◆ WORK ITEM ◆
Locate the line with "Target: outdoor table" in the material. Copy that line and each one after it, through the last, exactly and with nothing else.

◆ SUPPLIED MATERIAL ◆
★ ★ ★ ★ ★ ★ ★
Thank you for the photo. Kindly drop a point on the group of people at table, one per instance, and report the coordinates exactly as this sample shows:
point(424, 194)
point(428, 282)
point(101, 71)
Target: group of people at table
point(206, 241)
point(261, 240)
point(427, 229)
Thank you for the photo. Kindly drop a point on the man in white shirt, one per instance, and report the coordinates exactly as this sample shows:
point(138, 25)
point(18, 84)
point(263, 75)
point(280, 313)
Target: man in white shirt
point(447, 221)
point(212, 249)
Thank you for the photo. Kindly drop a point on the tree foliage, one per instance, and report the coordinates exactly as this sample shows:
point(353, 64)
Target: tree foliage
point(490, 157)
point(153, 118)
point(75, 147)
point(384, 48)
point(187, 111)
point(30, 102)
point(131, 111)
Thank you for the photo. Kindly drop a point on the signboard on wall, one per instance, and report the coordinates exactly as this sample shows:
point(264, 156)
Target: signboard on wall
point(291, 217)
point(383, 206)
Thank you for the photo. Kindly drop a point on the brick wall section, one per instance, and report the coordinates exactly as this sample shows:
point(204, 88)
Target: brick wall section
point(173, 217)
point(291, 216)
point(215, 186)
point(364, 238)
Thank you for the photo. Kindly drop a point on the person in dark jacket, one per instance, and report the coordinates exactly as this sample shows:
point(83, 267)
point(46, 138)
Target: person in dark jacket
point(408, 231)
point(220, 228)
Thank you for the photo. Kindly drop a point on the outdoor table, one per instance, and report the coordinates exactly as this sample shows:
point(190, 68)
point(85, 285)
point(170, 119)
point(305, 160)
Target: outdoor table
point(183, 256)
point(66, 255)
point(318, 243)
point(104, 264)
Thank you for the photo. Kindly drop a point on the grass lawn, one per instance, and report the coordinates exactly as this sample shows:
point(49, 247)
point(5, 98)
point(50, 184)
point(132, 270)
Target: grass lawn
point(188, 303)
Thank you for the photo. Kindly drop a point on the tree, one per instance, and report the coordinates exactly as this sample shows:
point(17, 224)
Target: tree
★ ★ ★ ★ ★ ★ ★
◆ TASK ANSWER ◆
Target: outdoor table
point(183, 256)
point(66, 255)
point(318, 243)
point(104, 264)
Thank you for the photo. Kindly drop a point on the grass lawn, one per instance, and report the coordinates exactly as this sample shows:
point(49, 247)
point(5, 98)
point(50, 184)
point(132, 270)
Target: grass lawn
point(188, 303)
Thank you for the photo. Kindly drop a point on the tree, one per instance, and report the coordinates exactly as this sample shows:
point(17, 224)
Target: tree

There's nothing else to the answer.